- What is expected:
Output all the records below, word for word.

- Dataset records:
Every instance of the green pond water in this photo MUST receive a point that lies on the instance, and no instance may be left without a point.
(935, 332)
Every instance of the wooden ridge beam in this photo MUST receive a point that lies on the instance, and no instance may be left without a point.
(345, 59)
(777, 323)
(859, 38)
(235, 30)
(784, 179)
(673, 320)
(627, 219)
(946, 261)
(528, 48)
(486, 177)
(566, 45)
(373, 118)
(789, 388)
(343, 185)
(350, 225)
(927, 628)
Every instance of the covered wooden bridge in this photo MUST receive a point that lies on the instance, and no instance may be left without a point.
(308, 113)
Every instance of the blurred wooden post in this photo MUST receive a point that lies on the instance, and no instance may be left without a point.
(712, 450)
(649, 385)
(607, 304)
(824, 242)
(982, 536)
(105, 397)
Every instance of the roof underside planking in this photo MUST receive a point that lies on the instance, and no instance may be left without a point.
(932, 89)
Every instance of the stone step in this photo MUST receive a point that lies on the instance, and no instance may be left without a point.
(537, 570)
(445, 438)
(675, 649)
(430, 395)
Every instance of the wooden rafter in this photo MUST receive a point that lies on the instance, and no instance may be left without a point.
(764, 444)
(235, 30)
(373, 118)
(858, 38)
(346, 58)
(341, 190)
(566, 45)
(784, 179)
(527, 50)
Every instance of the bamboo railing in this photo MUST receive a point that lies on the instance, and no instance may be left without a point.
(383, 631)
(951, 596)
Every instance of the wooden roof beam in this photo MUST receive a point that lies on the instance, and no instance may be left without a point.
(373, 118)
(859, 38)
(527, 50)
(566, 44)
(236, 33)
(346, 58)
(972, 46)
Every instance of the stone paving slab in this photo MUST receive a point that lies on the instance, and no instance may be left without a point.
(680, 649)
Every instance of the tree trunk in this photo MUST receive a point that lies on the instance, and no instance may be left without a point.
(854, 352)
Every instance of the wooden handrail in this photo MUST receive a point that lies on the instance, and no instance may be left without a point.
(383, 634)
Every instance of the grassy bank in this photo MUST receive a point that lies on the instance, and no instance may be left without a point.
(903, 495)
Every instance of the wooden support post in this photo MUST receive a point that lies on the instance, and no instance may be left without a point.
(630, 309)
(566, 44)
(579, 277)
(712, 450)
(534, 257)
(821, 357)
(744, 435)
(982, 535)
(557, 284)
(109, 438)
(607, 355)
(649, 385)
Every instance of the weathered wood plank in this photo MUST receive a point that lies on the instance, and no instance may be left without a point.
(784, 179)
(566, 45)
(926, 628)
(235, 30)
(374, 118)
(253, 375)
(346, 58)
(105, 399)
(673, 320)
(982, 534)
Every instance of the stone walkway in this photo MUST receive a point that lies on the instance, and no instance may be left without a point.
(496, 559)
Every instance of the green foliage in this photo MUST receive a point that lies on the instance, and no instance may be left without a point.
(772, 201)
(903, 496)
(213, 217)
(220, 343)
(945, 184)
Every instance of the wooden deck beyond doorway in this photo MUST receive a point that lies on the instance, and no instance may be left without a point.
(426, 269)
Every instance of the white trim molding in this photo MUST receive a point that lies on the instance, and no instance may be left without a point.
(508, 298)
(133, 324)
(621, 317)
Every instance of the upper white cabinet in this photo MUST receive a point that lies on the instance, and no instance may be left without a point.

- Answer to the problem:
Every instance of the green pond water in this photo MUST receive a point that lies on the instance, and no instance may be left without a point.
(935, 332)
Every instance of the wooden ridge beam in this photo MUST receive a point that lies on the instance, and no instance may be left without a point.
(345, 59)
(777, 323)
(859, 38)
(235, 30)
(784, 179)
(673, 320)
(627, 219)
(946, 261)
(528, 48)
(486, 177)
(566, 45)
(373, 118)
(789, 388)
(343, 185)
(350, 225)
(927, 628)
Every instance of the covered wooden bridge in this photo MUST receive a point that lies on the instance, and no instance may be left without a point.
(308, 113)
Every instance of the blurred wooden post in this photo MUST receive a point that lies on the instance, and no instance may be left without a point.
(712, 450)
(649, 385)
(607, 304)
(824, 242)
(982, 536)
(105, 397)
Every instance of the roof underside planking in this photo MUST receive a point that lies on the instance, and no instance may be left without a point.
(932, 89)
Every instance of the stone step in this photo MUST receive a point that lies on the instance, and no instance may be left without a point.
(537, 570)
(445, 438)
(675, 649)
(430, 395)
Every instance of the wooden rafter in this photo MUST receive a point that lies on the instance, and no instance may be left without a point.
(764, 444)
(235, 30)
(373, 118)
(858, 38)
(346, 58)
(341, 190)
(566, 45)
(784, 179)
(527, 50)
Every instance of the bamboo railing in this photo MUST receive a point that lies on the instance, and no instance may be left without a point.
(383, 631)
(951, 596)
Every instance of the wooden roof beam in this photo MUST receive a point that lies on the instance, and no instance may be left without a point.
(373, 118)
(859, 38)
(527, 50)
(566, 44)
(236, 33)
(346, 58)
(972, 46)
Every instance of the stone paving slab in this photo MUST receive a point that lies on the instance, and no instance may be left without a point.
(680, 649)
Every instance of the tree trunk in this photo MUST receive a point that lies on the instance, and no instance may be left without a point.
(854, 352)
Every instance of the wooden handrail in this photo MUST receive a point that lies on the instance, and no instance may be left without a point.
(383, 634)
Every instance of the grassy bank in this photo MUST receive a point that lies on the instance, and no instance may be left without a point.
(903, 495)
Every instance of the wooden support post in this photo MUST receive a point that lies on the instance, and no instance may be left without a point.
(630, 309)
(566, 44)
(579, 277)
(712, 450)
(534, 257)
(821, 357)
(744, 435)
(982, 535)
(557, 284)
(109, 438)
(607, 355)
(649, 385)
Every instance of the weathered wood plank in this photo MUST receive a point that lies on the instance, and no instance may be left without a point.
(784, 179)
(566, 45)
(926, 628)
(235, 30)
(374, 118)
(253, 375)
(346, 58)
(105, 399)
(673, 320)
(982, 534)
Every instance of the stone walkway in this photo MUST receive a point that lies on the instance, and no instance may be left without a point.
(496, 559)
Every instance of the green foliage in this photo MUST receive a point that lies on the instance, and no instance may be left without a point.
(772, 201)
(903, 496)
(213, 217)
(220, 343)
(945, 184)
Every instance of the wooden deck beyond doorway in this photo MUST receive a point that lies on the instance, and no instance may be left without a point.
(426, 269)
Every instance of the white trim molding in this photo MUST receive a point that lies on the instance, and no instance may be left without a point.
(508, 298)
(133, 324)
(621, 317)
Every instance of the upper white cabinet in this photo MUST receive a point that lies on the instance, and no instance may be left without a point.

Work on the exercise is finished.